BEGIN Excerpt provided
That is why Sen. John McCain’s (Ariz.) call for 10 joint town meeting appearances with Sen. Barack Obama (Ill.) is a welcome overture. We need to break out of the normal campaign mode, to have nuanced, textured and honest discussions of these huge problems and issues. Fourteen months ago, in April 2007, I wrote an opinion piece in the Wall Street Journal built around the apparent deal that Barry Goldwater and his friend Jack Kennedy had struck in 1963 to campaign in a different way in 1964 — to campaign together on the same plane and hold multiple debates, many without moderators or questioners, all around the country. The idea, of course, faded when Kennedy was assassinated, and now McCain has evoked it to jump-start his plan for town meetings.

Town meetings are a terrific venue; get the candidates together without moderators or journalistic interveners to engage in discussions with themselves and voters. The fact is that the journalists who have moderated debates in the primary process have made the show all about themselves. The questions asked by journalists are usually predictable, dealt with by candidates in the same way they handle news conferences or Sunday shows, and as often as not reflect their life experiences in Cleveland Park or the Upper West Side as the real-life anxieties of working-class people. Real voters can ask unpredictable questions that reflect those real lives.

But town meetings are not and should not be the only venue if we are to get to our goal of a better discussion in the country of what to do and how to do it. Town meetings do not provide much chance for extended and deep discussion on individual important issues with follow-up questions and serious back and forth between the candidates.

What would be wonderful for the country is to have 10 (or at least many) debates with different formats. Some might have an agenda — how about a debate on science, research and development, or one on America’s ability to compete in the world, or one on how America supports and extends democracy in the world (and when and how America intervenes in other countries to do so).
END Excerpt provided
BEGIN Supplied material
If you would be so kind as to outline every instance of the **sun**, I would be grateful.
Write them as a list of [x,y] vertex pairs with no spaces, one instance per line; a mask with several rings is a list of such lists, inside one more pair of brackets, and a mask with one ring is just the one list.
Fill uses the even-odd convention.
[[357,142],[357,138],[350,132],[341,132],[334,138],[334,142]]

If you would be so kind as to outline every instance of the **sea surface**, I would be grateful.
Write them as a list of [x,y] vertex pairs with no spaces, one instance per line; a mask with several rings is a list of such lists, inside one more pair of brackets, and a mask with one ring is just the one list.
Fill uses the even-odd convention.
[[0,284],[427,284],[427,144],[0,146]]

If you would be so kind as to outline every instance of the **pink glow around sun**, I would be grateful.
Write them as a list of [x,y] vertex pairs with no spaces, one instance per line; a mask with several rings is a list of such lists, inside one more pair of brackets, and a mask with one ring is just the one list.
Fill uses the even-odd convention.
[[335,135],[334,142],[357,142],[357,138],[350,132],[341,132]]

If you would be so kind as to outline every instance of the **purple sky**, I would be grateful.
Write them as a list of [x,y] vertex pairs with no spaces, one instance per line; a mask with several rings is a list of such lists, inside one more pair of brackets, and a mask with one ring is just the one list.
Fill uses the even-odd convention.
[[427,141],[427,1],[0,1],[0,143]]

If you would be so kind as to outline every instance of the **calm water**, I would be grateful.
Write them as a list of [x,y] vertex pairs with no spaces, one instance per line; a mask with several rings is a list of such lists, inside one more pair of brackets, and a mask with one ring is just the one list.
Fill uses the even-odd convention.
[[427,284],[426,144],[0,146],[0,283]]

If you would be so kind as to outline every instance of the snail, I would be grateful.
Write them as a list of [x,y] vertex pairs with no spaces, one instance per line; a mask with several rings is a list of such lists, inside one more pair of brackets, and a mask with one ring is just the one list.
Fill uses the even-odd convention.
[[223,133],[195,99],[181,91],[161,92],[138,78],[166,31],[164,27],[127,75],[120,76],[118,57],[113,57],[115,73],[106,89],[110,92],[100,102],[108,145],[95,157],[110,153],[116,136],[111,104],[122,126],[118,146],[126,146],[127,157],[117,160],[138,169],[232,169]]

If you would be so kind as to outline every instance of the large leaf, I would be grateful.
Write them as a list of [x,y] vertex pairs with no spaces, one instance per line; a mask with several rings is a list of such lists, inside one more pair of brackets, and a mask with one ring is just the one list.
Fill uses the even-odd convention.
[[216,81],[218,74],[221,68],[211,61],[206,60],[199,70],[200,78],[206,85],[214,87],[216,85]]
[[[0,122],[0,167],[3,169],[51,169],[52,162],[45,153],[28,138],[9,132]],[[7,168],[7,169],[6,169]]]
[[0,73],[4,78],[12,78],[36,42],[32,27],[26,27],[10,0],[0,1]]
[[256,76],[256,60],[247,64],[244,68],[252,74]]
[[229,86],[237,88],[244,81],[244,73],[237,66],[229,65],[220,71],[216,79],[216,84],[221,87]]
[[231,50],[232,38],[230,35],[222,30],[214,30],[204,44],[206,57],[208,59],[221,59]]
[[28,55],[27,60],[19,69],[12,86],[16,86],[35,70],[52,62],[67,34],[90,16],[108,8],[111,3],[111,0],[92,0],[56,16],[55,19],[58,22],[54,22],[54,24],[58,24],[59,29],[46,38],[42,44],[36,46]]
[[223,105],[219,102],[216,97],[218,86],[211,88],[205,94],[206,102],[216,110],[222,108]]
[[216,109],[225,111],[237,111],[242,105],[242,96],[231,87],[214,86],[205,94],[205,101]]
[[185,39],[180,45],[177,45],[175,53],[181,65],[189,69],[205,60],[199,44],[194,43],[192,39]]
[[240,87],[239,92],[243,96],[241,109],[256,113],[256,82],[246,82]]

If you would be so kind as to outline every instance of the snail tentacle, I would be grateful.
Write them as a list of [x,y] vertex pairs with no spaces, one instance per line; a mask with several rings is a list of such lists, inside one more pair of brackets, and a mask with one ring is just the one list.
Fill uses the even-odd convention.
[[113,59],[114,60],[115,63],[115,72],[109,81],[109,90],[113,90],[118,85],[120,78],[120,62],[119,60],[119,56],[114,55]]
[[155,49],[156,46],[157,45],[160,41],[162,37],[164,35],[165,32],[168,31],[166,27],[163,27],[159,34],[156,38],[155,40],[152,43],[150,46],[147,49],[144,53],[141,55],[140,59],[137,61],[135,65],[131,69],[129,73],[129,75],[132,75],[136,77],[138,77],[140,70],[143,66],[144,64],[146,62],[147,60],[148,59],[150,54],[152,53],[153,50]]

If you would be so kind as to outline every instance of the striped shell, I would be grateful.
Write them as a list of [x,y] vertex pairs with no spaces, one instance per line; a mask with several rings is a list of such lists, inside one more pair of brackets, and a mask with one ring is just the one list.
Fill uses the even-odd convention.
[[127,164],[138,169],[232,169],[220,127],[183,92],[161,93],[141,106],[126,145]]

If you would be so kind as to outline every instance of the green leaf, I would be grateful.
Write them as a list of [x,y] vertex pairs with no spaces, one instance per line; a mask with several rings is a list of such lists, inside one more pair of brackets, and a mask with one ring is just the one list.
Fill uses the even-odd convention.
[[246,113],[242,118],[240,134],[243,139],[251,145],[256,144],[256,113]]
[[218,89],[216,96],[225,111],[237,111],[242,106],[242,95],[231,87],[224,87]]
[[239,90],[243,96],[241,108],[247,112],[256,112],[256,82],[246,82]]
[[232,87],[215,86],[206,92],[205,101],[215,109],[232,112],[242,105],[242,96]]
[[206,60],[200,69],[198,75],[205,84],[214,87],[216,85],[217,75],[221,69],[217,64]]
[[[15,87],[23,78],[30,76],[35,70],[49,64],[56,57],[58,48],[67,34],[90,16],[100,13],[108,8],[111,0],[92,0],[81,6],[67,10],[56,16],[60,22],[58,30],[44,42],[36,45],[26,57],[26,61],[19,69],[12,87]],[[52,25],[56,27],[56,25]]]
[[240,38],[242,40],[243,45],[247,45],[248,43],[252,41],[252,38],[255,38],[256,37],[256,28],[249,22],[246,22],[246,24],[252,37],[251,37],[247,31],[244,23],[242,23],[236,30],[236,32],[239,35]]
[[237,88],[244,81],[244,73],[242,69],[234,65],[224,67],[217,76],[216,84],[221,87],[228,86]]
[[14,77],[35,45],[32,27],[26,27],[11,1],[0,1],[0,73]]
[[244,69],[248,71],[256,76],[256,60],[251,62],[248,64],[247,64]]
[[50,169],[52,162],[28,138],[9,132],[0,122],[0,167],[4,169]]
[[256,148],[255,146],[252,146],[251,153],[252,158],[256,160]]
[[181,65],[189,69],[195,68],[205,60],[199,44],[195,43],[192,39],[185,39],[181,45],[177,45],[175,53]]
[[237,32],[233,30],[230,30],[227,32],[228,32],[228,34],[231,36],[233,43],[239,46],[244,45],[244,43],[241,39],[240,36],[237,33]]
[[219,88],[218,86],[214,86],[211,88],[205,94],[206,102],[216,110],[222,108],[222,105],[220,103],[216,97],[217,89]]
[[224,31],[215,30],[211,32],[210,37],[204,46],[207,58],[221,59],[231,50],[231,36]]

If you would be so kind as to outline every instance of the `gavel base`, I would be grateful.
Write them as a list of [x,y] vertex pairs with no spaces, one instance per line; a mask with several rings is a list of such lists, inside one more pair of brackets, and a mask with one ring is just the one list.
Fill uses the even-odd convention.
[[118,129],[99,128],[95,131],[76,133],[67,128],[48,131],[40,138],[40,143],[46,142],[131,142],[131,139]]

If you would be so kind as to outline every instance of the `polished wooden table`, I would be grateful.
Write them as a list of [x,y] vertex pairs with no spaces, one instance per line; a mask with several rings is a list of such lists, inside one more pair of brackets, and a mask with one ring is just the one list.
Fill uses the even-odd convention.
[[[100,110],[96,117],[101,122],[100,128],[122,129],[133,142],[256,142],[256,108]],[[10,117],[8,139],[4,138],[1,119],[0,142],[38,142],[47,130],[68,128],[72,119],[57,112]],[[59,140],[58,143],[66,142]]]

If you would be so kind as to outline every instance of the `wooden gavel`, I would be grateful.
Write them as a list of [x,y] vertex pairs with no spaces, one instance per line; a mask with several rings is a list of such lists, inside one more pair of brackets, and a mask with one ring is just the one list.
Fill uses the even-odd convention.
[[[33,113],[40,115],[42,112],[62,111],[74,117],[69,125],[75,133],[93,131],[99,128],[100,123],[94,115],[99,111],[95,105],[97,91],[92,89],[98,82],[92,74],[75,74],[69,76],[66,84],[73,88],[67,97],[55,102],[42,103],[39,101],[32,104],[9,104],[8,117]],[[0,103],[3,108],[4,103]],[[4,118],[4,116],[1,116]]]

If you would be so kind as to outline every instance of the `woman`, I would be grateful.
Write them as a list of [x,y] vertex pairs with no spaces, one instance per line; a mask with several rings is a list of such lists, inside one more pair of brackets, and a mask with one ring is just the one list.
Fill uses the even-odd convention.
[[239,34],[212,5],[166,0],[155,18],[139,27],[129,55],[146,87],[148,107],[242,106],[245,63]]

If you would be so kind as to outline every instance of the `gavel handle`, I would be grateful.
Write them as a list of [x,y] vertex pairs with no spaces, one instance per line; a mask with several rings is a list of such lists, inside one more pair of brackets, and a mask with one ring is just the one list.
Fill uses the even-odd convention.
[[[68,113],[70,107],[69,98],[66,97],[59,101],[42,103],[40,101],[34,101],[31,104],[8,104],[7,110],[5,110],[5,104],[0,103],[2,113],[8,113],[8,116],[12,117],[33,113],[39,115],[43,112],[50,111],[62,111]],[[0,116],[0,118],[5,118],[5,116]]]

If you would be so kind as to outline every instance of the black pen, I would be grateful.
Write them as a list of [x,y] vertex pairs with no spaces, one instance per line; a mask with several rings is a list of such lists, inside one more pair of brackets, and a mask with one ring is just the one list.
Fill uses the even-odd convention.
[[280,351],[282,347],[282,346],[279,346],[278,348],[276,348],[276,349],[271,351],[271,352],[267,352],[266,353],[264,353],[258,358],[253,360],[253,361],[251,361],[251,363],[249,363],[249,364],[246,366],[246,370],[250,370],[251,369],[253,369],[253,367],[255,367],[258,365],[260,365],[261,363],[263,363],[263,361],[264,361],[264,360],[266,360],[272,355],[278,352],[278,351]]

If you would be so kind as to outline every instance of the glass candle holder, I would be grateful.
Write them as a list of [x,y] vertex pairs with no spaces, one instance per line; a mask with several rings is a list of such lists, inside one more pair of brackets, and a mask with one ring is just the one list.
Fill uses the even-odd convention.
END Supplied material
Task list:
- A) In the opinion piece on campaign debates, how many joint town meeting appearances did McCain propose holding with Obama?
- B) Go on with the opinion piece on campaign debates, starting right after its final sentence.
The rows are separate material, apart from the opinion piece on campaign debates.

Answers for the tasks:
- A) Ten.

- B)
Some of the debates might have moderators — but not the usual broadcast or cable anchors with gigantic egos or personality issues. Some might have experts asking the questions or at least people with unique vantage points — for example, a debate on health reform might be in a mini-town meeting setting with, say, an ER nurse, a doctor working for an HMO, a small-business owner struggling to provide and pay for health insurance for 25 employees, a CEO of a big business facing soaring health benefit costs, a head of a pharmaceutical company, a hospital director, along with a health policy expert and some others with health-related vantage points. Others might be narrow or broad-based conversations, not debates in the usual sense.

When I wrote my Journal piece, I envisioned this system for the fall campaign — I called for nine debates, one a week from the conventions on. I did not want to dis the debate commission, which does a remarkably good job putting together three presidential debates and one vice presidential debate (and Jim Lehrer is light-years better as a moderator than any of the anchors). But three debates take on a heightened importance, and the goal for the candidates as much as anything is to avoid a mistake that could cost an election. With nine or 10 debates or sessions, a stumble will be quickly forgotten, and real, even relaxed, discussion can ensue.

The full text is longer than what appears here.